From the top of the records below down to the line containing "Target: green leaf", reproduce every line exactly.
#### Exercise materials ####
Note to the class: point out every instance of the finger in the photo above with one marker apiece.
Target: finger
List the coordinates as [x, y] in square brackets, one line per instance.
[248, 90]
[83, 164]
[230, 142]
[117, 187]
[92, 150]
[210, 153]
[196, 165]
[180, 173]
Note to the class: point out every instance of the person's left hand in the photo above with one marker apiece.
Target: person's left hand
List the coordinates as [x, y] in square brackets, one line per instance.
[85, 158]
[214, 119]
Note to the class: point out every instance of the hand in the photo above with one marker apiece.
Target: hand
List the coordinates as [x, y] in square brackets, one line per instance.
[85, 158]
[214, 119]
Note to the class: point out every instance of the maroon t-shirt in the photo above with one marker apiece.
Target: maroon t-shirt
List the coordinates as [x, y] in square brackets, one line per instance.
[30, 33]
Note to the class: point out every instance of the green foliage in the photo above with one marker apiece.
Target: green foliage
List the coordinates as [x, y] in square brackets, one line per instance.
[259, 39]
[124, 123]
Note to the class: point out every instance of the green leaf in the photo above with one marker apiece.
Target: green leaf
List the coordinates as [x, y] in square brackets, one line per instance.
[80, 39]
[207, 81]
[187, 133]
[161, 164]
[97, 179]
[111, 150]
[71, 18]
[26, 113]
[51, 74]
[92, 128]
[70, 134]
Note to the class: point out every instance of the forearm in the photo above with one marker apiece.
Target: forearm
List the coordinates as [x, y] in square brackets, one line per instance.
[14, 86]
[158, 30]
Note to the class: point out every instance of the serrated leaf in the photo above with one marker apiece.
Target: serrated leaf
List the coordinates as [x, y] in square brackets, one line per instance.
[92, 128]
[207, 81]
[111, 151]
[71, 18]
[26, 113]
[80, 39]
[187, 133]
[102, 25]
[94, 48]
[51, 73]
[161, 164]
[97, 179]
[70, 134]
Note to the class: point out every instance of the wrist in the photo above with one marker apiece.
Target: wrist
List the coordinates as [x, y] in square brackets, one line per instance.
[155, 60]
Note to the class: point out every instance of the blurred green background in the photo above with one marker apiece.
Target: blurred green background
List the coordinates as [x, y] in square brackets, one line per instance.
####
**Expected output**
Note to the class: point out every instance of the finger in the photo above with one marker apiece.
Target: finger
List the coordinates as [x, y] in square brackets, one line per instance.
[248, 90]
[83, 164]
[230, 142]
[117, 187]
[92, 150]
[210, 153]
[196, 165]
[180, 173]
Note to the class: point out every instance of the person's left hand in the photo above with one marker apiece.
Target: person's left hand
List the coordinates as [x, y] in square brackets, one line per instance.
[85, 158]
[214, 119]
Note to the class: point out every instance of the hand in the photo above with one marker apiece.
Target: hand
List the coordinates as [x, y] in square brackets, one line per instance.
[85, 158]
[214, 119]
Note to the class: point out every instance of the maroon t-shirt in the photo above with one marker apiece.
Target: maroon t-shirt
List the coordinates as [x, y] in square brackets, one line per instance.
[30, 33]
Note to the class: point out every instance of the green foliage in the photo above with one marker apiece.
Target: green foliage
List the coordinates as [x, y] in square brackets, one line per instance.
[259, 39]
[124, 123]
Note to the class: point out every instance of the green leaf in the photo above with one marker apiece.
Target: green leaf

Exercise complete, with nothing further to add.